* START Text shown *

Baker noted he still opposes Cape Wind, saying there are far cheaper and more efficient ways to deliver clean energy to state ratepayers. “It’s just not an economically viable project,” he said of the proposed Nantucket Sound wind farm, calling it a “windfall” for the project’s developers.

Credit:  By Jim O’Sullivan and Frank Phillips, Globe Staff | www.boston.com ~~

SWAMPSCOTT – Republican Charles D. Baker on Thursday rebutted Democratic charges that he had bungled the Big Dig financing plan, calling the allegations a sign that Democrats are mired “in the last century” and are running low on affirmative proposals of their own.

Speaking to the Globe for the first time since announcing his run for Governor Wednesday, Baker brushed off the Democrats’ revival of an attack from the 2010 campaign over his role in the Big Dig project as the state’s budget chief, calling it a stale issue.

“I’m not going to spend a lot of time talking about stuff that happened in the last century,” he said.

He added, “If that’s really all they have to talk about, they’re pretty much out of ideas.”

Three years after his loss in the governor’s race left him with a “bruised ego,” Baker told the Globe during an interview at his home today that he regretted how he had conducted his campaign against Governor Deval L. Patrick in 2010, and wanted to spend more time listening during this one.

“I violated all of my own standards and rules for management and leadership,” Baker said of the last race.

Friends approached him after the 2010 contest and told him, “The guy I knew, I didn’t see him,” Baker said.

“I even felt that way,” Baker’s wife, Lauren, said, laughing as she sat next to him in the foyer of their Swampscott home where the interview took place.

* END Text shown *
* START Listed entries *

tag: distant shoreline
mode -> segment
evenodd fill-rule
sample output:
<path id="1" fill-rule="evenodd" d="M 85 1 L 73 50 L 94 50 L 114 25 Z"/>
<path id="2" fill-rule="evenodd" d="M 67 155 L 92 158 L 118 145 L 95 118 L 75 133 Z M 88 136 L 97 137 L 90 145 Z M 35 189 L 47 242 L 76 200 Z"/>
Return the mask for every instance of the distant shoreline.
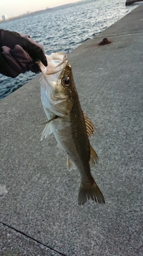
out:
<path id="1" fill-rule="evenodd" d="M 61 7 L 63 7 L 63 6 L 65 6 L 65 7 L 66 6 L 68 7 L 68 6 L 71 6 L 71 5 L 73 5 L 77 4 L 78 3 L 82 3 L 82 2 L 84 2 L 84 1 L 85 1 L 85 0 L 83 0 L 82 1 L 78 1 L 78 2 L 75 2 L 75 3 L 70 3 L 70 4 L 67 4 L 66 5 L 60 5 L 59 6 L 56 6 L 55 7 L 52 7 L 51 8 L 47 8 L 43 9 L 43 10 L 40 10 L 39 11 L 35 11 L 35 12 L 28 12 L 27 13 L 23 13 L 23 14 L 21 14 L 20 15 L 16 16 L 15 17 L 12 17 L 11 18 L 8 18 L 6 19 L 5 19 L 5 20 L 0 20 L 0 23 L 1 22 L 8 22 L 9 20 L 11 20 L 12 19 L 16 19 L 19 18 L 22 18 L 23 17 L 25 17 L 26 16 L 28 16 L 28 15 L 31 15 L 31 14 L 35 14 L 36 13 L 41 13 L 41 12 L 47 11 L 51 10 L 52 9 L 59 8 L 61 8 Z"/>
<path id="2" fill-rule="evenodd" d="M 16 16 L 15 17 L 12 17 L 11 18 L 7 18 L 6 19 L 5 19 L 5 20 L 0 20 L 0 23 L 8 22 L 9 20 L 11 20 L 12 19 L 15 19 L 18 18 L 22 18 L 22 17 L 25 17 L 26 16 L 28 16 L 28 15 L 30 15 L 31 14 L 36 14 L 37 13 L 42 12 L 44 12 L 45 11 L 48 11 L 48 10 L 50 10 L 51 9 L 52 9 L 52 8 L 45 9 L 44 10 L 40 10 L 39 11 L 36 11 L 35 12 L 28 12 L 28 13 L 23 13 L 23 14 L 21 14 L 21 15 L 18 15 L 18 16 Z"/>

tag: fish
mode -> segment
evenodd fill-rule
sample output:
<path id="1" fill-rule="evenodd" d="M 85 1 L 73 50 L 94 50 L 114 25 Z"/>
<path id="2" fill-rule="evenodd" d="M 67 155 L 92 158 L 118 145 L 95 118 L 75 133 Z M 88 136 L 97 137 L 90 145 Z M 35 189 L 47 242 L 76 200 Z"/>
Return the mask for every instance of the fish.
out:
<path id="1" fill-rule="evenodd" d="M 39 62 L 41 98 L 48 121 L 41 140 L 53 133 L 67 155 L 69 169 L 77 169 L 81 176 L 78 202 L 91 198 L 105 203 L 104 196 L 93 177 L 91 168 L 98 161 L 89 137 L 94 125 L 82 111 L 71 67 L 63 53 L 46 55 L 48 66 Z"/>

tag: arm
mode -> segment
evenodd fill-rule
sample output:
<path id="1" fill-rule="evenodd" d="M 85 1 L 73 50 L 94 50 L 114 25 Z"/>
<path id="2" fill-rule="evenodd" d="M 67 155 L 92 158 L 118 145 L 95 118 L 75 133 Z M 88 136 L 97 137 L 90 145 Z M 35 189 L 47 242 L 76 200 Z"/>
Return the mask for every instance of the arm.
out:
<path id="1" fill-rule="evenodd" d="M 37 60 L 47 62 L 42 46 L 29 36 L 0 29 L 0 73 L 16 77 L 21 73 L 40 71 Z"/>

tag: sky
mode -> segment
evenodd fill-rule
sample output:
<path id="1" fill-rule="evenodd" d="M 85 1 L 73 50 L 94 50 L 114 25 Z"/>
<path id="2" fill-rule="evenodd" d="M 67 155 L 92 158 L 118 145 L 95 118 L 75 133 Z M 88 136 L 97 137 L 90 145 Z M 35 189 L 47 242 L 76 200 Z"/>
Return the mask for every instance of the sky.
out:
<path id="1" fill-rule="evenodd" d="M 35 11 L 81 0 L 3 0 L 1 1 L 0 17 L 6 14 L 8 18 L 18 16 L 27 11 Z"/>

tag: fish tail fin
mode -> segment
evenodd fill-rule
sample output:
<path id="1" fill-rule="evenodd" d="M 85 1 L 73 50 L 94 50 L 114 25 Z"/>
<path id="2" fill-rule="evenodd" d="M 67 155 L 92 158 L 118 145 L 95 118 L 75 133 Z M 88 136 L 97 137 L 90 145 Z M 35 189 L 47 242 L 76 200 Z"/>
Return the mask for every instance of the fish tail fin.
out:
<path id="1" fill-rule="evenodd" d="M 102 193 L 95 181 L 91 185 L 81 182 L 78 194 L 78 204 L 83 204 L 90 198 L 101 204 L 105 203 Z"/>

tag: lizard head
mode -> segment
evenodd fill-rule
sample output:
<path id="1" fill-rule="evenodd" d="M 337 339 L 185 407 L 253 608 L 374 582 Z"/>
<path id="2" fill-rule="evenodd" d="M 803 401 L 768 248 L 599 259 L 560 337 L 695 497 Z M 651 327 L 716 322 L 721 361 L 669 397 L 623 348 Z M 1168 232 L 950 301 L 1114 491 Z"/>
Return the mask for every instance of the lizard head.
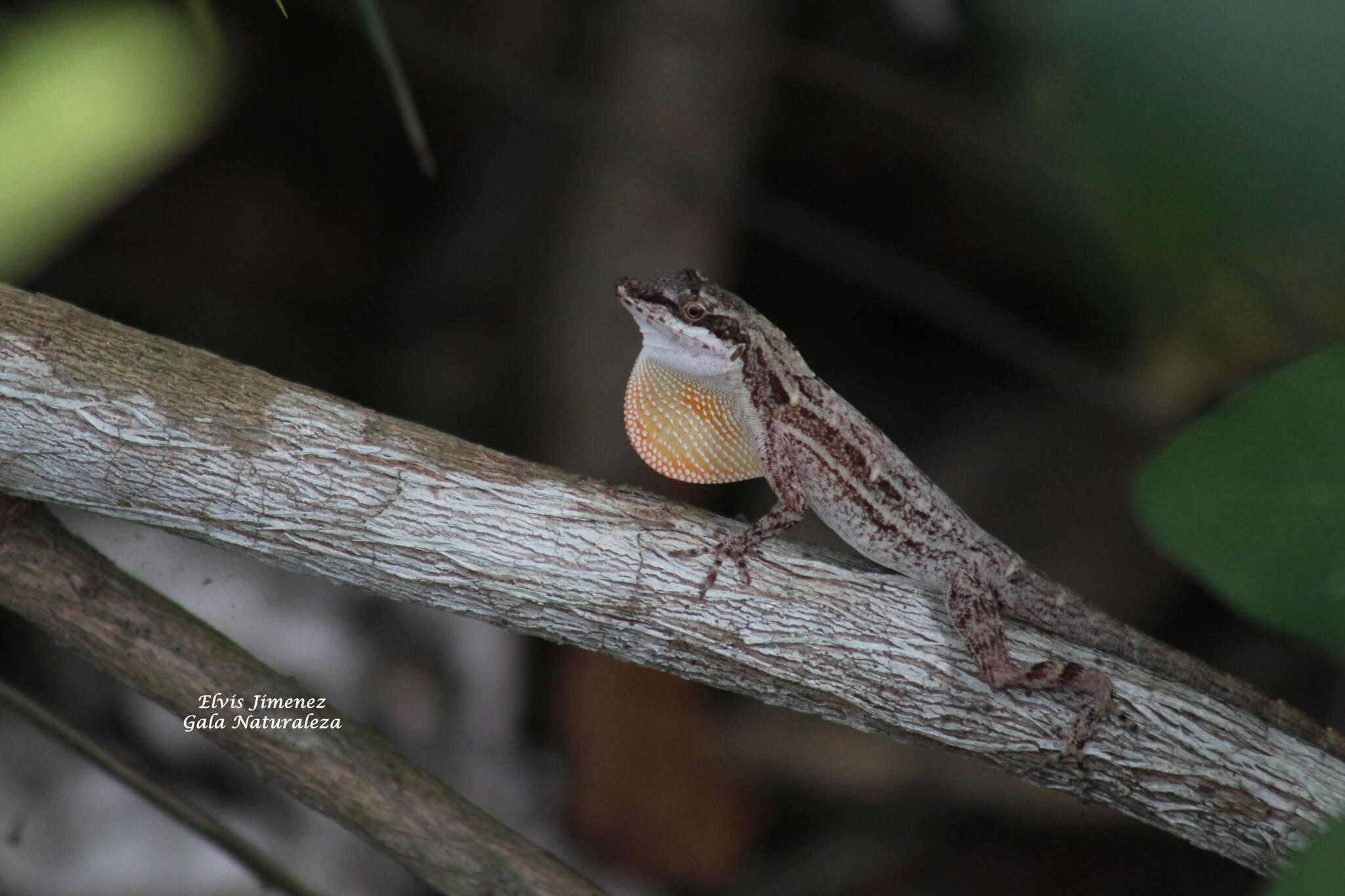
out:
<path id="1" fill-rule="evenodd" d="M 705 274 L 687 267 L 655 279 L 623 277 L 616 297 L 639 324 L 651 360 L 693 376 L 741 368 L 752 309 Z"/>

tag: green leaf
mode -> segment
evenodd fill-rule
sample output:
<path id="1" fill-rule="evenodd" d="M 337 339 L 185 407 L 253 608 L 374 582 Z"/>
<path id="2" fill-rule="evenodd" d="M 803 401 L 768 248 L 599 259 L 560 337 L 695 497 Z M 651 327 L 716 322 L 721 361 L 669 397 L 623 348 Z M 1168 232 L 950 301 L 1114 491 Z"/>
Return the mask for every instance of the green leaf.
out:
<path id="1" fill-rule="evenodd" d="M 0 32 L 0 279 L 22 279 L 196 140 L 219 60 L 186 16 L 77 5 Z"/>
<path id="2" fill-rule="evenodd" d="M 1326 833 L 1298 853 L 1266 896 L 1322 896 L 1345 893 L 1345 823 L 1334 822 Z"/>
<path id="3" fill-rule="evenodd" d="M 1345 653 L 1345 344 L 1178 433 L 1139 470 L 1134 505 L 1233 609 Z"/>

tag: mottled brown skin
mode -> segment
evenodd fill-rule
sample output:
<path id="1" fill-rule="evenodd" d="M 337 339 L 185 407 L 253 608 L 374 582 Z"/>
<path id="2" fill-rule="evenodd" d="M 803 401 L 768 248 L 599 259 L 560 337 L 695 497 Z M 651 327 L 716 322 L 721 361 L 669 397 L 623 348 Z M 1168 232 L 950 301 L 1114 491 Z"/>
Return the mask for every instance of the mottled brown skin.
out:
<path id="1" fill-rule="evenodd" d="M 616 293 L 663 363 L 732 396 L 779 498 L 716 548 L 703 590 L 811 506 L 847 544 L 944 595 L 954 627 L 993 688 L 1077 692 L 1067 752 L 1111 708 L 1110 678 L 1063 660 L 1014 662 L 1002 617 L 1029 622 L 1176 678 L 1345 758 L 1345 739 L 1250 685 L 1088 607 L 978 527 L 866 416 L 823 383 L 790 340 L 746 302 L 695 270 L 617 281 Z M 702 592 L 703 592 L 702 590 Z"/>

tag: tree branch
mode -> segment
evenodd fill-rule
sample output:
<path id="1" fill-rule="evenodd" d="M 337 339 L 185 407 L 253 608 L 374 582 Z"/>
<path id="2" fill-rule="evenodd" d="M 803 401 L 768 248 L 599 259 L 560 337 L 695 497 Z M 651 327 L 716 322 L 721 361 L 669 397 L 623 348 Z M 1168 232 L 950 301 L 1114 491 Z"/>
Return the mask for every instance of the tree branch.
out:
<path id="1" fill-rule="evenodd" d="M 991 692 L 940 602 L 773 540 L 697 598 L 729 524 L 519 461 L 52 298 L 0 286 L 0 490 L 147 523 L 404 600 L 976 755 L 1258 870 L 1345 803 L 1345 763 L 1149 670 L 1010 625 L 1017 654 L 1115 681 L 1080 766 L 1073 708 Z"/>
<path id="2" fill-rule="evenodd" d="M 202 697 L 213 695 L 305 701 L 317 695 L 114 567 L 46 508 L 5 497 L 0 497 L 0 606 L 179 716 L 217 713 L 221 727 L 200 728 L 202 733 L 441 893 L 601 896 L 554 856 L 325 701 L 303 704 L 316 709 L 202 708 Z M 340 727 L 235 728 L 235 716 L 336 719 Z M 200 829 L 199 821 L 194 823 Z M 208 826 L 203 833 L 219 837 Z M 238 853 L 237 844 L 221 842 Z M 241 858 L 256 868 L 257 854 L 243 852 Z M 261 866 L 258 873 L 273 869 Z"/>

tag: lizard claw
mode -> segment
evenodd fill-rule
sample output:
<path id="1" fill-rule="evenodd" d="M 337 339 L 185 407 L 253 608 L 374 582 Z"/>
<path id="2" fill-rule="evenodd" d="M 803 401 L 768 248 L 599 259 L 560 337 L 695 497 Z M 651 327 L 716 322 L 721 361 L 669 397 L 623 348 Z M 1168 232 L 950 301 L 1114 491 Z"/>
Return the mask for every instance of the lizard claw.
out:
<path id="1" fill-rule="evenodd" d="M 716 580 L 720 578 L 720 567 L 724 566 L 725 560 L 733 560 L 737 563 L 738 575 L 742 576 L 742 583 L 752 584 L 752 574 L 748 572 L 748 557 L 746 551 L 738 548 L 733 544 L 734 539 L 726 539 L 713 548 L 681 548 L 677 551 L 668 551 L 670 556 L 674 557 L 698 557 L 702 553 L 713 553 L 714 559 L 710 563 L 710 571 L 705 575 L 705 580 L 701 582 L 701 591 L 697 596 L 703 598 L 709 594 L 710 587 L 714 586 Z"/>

* END Listed entries *

| Stated exercise A |
Retype word for word the passage of the Baker article that begins at the words "Speaking to the" and stops after the words "during this one.".
| Stated exercise B |
Answer these questions from the article on Charles D. Baker:
(i) Which project does Baker say he still opposes?
(ii) Whom did Baker run against for governor in 2010?
(iii) In what part of the Bakers' home did the interview take place?
| Stated exercise C |
Carry on the article about Charles D. Baker's run for governor from its last sentence.

| Written answer A |
Speaking to the Globe for the first time since announcing his run for Governor Wednesday, Baker brushed off the Democrats’ revival of an attack from the 2010 campaign over his role in the Big Dig project as the state’s budget chief, calling it a stale issue.

“I’m not going to spend a lot of time talking about stuff that happened in the last century,” he said.

He added, “If that’s really all they have to talk about, they’re pretty much out of ideas.”

Three years after his loss in the governor’s race left him with a “bruised ego,” Baker told the Globe during an interview at his home today that he regretted how he had conducted his campaign against Governor Deval L. Patrick in 2010, and wanted to spend more time listening during this one.

| Written answer B |
(i) Cape Wind, the proposed Nantucket Sound wind farm.
(ii) Governor Deval L. Patrick.
(iii) The foyer of their Swampscott home.

| Written answer C |
Lauren Baker figures to play a vastly more prominent role in Baker’s 2014 campaign – after staying largely off stage during the 2010 race – as Baker looks to close a yawning deficit among female voters, whom he lost to Patrick by 24 percentage points.

Acknowledging that “I don’t love” politics, she said that after the last campaign, she was initially eager to run again.

“It was so frustrating,” she said. “It’s really hard to lose and I think the first thing I wanted was another chance and then I was like, ‘Wait a minute, why would you ever do that again?’”

The Bakers said they increasingly warmed to the notion of a second run over the course of the summer, although Lauren Baker said she was not completely certain that her husband would run again until the moment she saw the announcement video his campaign released on Wednesday.

Charles Baker said his struggle to connect with female voters in 2010 came in part because he didn’t “focus enough on my vision for Massachusetts” and pointed to “an ode” on his desk that nurses at Harvard Pilgrim Health Care had given him when he stepped down as CEO there.

“I believe I’m a real champion for women,” he said.

Baker said that although former Senator Scott Brown had indicated to him that he had other plans, Baker was not certain that Brown would not run for governor until he received a text message from someone who had been listening to Brown’s public announcement on WBZ radio several weeks ago.

Baker said he planned to center his 2014 campaign around three key subject areas: the economy, education, and building stronger partnership between Beacon Hill and local governments.

He said he would seek a repeal of the new software services tax, which businesses have criticized as devastating to the state’s technology sector. He also said he likely would have vetoed the casino bill that Patrick signed in 2011, but said he now views the issue largely as settled law.

Baker noted he still opposes Cape Wind, saying there are far cheaper and more efficient ways to deliver clean energy to state ratepayers. “It’s just not an economically viable project,” he said of the proposed Nantucket Sound wind farm, calling it a “windfall” for the project’s developers.

Asked about signing a no-new-taxes pledge, an oath he took in his last campaign, Baker said he would not sign it again, saying he did not want to be shackled by such limitations as he sought to restructure the tax code. He did not signal a push to repeal Patrick’s 25 percent increase in the state sales tax.

Listing a series of reforms implemented under Republican administrations through bipartisan efforts, he downplayed the effectiveness of reforms enacted since Democrats have enjoyed autonomy on Beacon Hill.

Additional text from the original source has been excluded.